Exercise set:
1. Say whether each statement agrees with the hen night thread, answering yes or no and quoting the deciding words from the thread. (a) dakota considers a medieval banquet probably too expensive for most people. (b) LizzyM's hen night is a pub crawl with about 30 people. (c) Dee.Dee.32 organized a pub crawl in Blackpool for a sister.
2. In the hen night thread, what did everyone in Dee.Dee.32's "little devils" group wear?
3. Please list every username that posts in the hen night thread, each with the date shown beside it.

Extracted text:
# Hen night ideas



## dakota (Feb 6, 2007)

What did you do for your hen night? or was there something you would have loved to have done but didnt?

Ive just been having a look online for some ideas and quite like the sound of a murder mystery night   I also like the idea of a medieval banquet but a bit too expensive i think for most people in the current climate

Nikki xx


----------



## LizzyM (Feb 12, 2007)

Nikki, 

I have my hen night in 3 weeks and due to people not being able to afford alot at the mo soooo there are about 30 of us going on a mass pub crawl round my town!

I know that my friends that have organised it are up to something, ie me dressing up like a wally    
I just think its whatever you make it hun, but make it good 

x x x


----------



## Dee.Dee.32 (Dec 6, 2008)

I did "little devils" for mine in Blackpool - all of us in red tops with horns and tails.  Ended up at a ladies only strip club place which was fun    For my sisters I organised a "gangster" theme pub crawl around Nottingham with each of us having to do a dare - nothing too risky though   all quite tame ones along lines of getting someone to buy you a free drink and getting a man to moon (suprising how many were willing to do this one  )

Supplied data:

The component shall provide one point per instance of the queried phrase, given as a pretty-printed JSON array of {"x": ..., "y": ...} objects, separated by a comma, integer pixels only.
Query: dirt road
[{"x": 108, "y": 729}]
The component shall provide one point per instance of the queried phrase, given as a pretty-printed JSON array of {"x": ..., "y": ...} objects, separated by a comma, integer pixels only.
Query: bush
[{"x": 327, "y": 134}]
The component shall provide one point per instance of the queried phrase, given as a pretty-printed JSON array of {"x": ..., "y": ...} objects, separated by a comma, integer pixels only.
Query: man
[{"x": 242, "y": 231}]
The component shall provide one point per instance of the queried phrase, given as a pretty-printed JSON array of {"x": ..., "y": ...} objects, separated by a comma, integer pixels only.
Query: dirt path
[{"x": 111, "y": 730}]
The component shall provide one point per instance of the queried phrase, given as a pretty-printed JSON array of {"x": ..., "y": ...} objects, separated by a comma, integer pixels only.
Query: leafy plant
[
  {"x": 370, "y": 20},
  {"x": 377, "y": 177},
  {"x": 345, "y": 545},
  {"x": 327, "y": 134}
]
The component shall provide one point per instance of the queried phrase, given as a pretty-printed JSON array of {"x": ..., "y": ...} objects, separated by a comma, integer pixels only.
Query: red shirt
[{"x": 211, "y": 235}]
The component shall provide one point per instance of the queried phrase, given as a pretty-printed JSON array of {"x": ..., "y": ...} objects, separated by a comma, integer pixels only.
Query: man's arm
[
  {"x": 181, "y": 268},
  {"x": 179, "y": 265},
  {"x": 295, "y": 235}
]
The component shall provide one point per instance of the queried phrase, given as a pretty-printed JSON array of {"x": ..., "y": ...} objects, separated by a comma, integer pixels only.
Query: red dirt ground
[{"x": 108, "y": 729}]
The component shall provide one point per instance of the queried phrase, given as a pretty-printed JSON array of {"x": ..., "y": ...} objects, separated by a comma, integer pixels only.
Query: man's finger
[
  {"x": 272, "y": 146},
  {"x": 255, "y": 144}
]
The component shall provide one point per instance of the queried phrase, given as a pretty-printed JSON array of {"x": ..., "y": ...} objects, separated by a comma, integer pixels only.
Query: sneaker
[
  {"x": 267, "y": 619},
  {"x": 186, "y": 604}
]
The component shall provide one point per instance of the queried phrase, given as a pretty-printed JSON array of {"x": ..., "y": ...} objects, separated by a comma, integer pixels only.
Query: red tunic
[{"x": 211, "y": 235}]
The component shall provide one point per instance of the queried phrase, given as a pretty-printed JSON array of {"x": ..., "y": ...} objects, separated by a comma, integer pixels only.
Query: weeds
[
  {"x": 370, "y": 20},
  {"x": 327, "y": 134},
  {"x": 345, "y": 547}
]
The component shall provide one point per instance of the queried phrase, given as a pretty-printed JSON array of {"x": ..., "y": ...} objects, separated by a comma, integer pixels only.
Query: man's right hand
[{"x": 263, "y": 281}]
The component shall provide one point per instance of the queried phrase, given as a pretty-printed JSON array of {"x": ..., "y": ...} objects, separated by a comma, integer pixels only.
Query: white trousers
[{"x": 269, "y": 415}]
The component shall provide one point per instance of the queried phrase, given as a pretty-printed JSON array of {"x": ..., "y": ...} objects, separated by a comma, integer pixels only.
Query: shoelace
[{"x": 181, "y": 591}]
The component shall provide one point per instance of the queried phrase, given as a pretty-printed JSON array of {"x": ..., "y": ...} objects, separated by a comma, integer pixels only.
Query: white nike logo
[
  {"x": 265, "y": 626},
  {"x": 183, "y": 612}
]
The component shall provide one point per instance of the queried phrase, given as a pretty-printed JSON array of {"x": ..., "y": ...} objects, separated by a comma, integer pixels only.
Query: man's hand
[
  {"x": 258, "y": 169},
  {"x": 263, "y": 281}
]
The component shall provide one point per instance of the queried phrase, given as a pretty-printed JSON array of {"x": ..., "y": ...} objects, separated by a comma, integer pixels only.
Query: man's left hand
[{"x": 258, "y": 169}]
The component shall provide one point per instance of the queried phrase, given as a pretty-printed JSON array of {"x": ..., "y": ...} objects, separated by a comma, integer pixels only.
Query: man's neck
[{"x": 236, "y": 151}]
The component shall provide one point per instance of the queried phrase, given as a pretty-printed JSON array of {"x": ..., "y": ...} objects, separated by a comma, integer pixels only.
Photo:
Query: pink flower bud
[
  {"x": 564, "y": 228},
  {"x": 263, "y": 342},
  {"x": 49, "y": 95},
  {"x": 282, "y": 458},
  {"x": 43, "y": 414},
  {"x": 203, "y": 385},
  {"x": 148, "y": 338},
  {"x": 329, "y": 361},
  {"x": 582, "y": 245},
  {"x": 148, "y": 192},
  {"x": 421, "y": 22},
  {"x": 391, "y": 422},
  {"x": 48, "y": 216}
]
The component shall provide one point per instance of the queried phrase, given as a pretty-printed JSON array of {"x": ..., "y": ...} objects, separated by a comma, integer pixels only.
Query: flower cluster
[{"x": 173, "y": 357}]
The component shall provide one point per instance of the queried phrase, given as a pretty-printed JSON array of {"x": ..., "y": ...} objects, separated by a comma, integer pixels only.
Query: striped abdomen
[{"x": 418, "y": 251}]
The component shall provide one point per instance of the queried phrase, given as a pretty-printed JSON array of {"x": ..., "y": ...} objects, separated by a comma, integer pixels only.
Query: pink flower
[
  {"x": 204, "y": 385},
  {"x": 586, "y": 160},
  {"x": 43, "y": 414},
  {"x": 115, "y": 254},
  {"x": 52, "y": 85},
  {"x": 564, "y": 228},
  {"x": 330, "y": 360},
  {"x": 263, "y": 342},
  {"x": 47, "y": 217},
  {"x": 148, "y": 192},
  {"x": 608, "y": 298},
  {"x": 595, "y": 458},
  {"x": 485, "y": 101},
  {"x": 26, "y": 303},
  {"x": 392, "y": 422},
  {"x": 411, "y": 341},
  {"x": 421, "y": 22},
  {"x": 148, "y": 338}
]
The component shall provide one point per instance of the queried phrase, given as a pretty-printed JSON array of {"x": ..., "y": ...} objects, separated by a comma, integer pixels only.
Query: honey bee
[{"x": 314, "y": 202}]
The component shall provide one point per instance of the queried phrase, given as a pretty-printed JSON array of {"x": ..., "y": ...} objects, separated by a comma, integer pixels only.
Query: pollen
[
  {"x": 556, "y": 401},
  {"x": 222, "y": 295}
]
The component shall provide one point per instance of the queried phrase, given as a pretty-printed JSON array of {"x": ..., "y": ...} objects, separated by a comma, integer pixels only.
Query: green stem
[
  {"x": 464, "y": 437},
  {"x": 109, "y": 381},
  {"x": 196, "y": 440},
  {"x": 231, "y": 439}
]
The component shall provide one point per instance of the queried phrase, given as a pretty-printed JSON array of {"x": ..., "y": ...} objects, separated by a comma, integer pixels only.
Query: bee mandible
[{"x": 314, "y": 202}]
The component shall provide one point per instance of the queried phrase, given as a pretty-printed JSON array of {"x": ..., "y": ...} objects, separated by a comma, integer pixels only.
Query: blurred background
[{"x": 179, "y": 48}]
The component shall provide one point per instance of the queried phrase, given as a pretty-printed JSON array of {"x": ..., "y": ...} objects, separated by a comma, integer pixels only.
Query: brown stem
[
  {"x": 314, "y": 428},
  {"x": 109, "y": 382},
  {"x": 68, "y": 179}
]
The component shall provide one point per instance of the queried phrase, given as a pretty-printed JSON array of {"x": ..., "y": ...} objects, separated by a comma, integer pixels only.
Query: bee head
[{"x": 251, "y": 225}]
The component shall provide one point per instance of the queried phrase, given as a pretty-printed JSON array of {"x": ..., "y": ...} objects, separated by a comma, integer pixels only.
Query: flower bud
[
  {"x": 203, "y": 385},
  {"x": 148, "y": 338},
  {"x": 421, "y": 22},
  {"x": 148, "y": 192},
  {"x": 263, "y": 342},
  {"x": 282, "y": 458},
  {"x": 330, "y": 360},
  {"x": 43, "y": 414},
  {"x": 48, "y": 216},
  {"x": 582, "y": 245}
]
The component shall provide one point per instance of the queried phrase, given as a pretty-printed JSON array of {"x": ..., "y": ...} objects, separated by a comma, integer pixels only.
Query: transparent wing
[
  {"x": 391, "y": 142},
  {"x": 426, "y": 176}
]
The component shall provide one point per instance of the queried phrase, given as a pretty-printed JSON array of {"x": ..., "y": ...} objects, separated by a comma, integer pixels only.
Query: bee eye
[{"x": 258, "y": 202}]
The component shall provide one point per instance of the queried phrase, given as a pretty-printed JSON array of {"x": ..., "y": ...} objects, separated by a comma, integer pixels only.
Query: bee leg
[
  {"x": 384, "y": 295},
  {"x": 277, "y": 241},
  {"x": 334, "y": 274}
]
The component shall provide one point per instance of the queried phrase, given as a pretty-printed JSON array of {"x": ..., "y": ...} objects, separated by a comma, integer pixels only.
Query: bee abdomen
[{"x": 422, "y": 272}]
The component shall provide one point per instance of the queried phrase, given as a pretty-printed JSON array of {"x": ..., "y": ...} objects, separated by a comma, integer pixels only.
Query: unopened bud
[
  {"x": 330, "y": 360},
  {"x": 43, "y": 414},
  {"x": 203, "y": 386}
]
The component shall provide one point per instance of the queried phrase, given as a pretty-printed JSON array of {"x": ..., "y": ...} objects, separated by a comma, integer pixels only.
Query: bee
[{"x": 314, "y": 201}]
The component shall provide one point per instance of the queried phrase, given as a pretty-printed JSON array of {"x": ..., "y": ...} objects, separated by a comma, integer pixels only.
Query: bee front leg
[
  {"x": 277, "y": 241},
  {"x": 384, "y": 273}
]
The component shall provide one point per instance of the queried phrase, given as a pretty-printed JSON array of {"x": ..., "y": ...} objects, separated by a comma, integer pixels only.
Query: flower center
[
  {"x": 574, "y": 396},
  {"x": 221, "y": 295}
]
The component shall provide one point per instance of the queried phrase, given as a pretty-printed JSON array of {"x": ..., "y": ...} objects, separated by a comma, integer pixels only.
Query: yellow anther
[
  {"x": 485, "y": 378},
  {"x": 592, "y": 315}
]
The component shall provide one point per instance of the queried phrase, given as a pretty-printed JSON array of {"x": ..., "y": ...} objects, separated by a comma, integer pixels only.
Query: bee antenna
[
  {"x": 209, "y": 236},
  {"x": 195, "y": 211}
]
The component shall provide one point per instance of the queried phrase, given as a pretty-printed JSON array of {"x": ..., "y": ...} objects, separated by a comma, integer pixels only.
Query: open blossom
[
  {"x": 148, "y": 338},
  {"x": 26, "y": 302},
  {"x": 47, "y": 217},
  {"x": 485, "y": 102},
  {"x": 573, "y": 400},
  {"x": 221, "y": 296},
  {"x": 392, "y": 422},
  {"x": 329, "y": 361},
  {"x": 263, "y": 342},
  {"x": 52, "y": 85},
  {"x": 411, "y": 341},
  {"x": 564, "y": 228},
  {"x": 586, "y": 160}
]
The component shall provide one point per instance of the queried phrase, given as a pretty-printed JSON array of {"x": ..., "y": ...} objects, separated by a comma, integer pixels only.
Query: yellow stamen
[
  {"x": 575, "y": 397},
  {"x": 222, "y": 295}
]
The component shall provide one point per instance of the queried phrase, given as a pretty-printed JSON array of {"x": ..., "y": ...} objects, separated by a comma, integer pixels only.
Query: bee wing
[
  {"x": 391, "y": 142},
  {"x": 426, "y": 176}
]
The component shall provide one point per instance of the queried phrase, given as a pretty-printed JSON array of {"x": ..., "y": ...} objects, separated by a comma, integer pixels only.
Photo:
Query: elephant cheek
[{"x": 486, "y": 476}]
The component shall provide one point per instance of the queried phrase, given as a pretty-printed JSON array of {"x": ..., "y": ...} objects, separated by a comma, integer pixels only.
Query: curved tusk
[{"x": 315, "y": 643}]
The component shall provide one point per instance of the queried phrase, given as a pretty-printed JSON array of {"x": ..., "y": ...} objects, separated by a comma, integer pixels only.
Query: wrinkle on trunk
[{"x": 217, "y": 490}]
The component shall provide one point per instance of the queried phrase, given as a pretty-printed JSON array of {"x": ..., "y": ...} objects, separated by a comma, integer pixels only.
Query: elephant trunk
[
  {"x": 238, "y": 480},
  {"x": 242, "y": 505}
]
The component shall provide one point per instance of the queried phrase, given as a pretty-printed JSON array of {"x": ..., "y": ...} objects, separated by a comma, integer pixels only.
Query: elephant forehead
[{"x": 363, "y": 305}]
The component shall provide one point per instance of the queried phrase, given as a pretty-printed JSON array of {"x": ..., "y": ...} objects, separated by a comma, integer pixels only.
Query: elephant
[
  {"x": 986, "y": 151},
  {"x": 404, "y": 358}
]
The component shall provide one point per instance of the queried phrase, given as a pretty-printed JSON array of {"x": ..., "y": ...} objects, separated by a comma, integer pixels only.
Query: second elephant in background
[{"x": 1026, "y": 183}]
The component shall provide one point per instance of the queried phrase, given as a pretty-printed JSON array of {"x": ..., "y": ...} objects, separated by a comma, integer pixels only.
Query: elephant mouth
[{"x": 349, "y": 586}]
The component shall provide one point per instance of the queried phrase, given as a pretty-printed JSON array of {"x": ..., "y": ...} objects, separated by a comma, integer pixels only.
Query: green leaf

Exercise solutions:
1.
(a) Yes: "I also like the idea of a medieval banquet but a bit too expensive i think for most people in the current climate"
(b) Yes: "there are about 30 of us going on a mass pub crawl round my town!"
(c) No: "For my sisters I organised a "gangster" theme pub crawl around Nottingham"

2. Red tops with horns and tails.

3.
dakota (Feb 6, 2007)
LizzyM (Feb 12, 2007)
Dee.Dee.32 (Dec 6, 2008)